» EXERCISE
Count the lines in the rows below that contain the string "field" with matching case. Reply with that number only.

» TASK INPUT
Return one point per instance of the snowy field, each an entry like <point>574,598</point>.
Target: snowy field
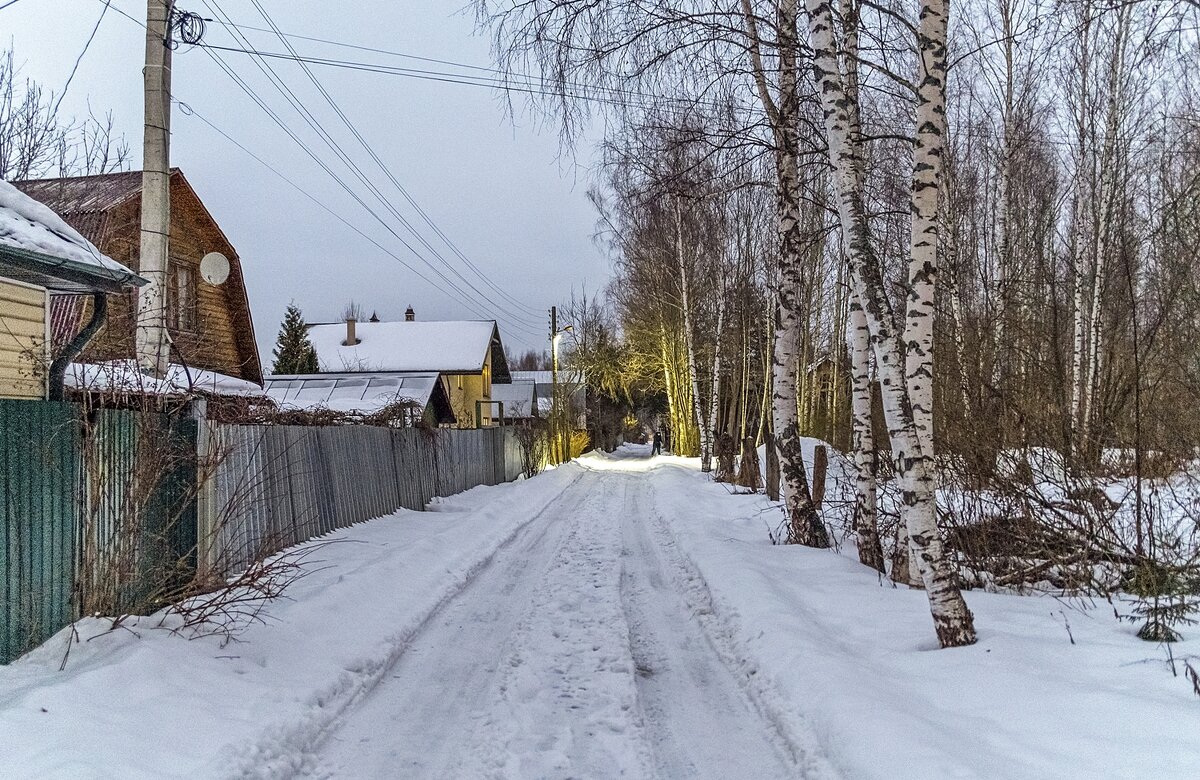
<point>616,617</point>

---

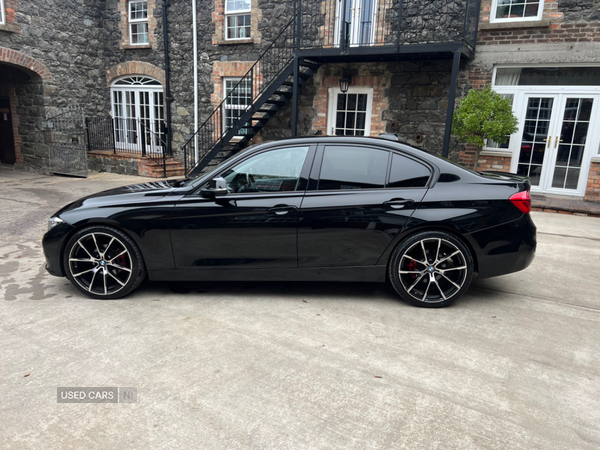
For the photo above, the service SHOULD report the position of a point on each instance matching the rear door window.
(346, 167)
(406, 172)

» RESPONSE BELOW
2